:: Exercise objective ::
Reproduce every one of the records below line for line, changing nothing.

:: Listed records ::
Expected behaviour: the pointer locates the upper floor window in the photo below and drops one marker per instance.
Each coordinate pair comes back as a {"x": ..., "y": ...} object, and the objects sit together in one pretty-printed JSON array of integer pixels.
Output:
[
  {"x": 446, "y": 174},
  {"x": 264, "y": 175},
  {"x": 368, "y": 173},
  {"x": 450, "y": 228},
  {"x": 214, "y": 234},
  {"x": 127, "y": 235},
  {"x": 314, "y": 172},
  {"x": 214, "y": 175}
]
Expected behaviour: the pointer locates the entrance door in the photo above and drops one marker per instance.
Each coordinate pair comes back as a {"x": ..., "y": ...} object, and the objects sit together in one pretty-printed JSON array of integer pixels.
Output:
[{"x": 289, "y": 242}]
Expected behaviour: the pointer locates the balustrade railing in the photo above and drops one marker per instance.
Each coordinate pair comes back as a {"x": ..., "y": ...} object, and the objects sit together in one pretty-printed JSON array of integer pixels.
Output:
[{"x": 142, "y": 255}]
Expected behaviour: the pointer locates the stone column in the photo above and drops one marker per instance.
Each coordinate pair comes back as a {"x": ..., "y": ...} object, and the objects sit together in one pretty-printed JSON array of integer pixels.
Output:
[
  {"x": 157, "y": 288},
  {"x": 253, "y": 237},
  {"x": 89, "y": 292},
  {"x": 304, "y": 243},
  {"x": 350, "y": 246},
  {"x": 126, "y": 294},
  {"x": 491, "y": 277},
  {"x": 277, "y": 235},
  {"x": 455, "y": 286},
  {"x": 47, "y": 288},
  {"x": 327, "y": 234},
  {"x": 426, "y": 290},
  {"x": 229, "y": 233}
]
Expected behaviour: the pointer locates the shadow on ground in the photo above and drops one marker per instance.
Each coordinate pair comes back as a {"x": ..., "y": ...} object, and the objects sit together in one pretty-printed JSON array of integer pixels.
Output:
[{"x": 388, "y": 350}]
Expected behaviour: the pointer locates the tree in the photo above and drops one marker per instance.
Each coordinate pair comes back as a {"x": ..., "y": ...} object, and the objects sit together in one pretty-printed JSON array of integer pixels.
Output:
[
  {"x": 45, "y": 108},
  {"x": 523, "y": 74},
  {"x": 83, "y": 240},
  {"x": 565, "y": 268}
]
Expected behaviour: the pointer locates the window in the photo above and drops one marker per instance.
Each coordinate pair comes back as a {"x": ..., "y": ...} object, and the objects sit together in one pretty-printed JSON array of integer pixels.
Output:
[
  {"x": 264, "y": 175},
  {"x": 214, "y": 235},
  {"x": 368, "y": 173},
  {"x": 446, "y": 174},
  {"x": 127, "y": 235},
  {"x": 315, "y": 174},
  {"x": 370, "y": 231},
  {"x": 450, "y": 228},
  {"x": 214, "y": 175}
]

:: Solution for this task ::
Expected behaviour: the pointer locates the upper floor window in the photo below and drops one marker per instance.
Each coordinate pair comes back as a {"x": ..., "y": ...} object, and the objects sit together in one pretty-printed JSON array of integer pixels.
Output:
[
  {"x": 446, "y": 174},
  {"x": 264, "y": 175},
  {"x": 368, "y": 173},
  {"x": 450, "y": 228},
  {"x": 214, "y": 234},
  {"x": 127, "y": 235},
  {"x": 314, "y": 172},
  {"x": 214, "y": 175}
]
Expected behaviour: the pointer locates the entrance door in the photo above and drops one marker per instance.
Each coordinate pair comes back as a {"x": ..., "y": ...} object, and the objects sit together in one pretty-printed JSON array of integer pixels.
Output:
[{"x": 289, "y": 242}]
Expected behaviour: the pointer locates the balustrade railing in the photo above and drops one marker per instance.
Each coordinate pair comes back as a {"x": ..., "y": ...} object, and the objects sit together in one pretty-printed JSON array of integer pixels.
Output:
[{"x": 142, "y": 255}]
Expected behaviour: the pointer locates the stone column in the photo above and drops one marker per instance.
Each coordinate pair comes back as a {"x": ..., "y": ...} object, and the objects sit together in one pretty-printed JSON array of integer pixels.
Output:
[
  {"x": 157, "y": 288},
  {"x": 253, "y": 237},
  {"x": 89, "y": 292},
  {"x": 304, "y": 243},
  {"x": 350, "y": 246},
  {"x": 126, "y": 294},
  {"x": 491, "y": 277},
  {"x": 277, "y": 235},
  {"x": 455, "y": 286},
  {"x": 47, "y": 288},
  {"x": 327, "y": 234},
  {"x": 426, "y": 290},
  {"x": 229, "y": 233}
]
Expected behaviour: the pointer locates the shadow on ground in the photo above and drops one marker per instance.
Each coordinate pair comes back as a {"x": ..., "y": ...} object, and the objects sit together in one pretty-printed JSON array of integer pixels.
Output:
[{"x": 388, "y": 350}]
Expected behaviour: the pointer locates the tree in the photo above and drops one marker per instance.
Each coordinate pair comes back as a {"x": ..., "y": ...} object, and the objects sit together in one pretty-printed JSON array of integer pixels.
Output:
[
  {"x": 45, "y": 108},
  {"x": 523, "y": 74},
  {"x": 83, "y": 240},
  {"x": 565, "y": 268}
]
Expected behaviour: the pointer locates the window in the photo above and drops one marker per instance.
Each coordinate pair comes back as a {"x": ..., "y": ...} object, and the objects sit together in one pretty-printed JSON array of integer pixels.
Output:
[
  {"x": 264, "y": 175},
  {"x": 214, "y": 235},
  {"x": 368, "y": 173},
  {"x": 446, "y": 174},
  {"x": 127, "y": 235},
  {"x": 315, "y": 174},
  {"x": 370, "y": 231},
  {"x": 450, "y": 228},
  {"x": 214, "y": 175}
]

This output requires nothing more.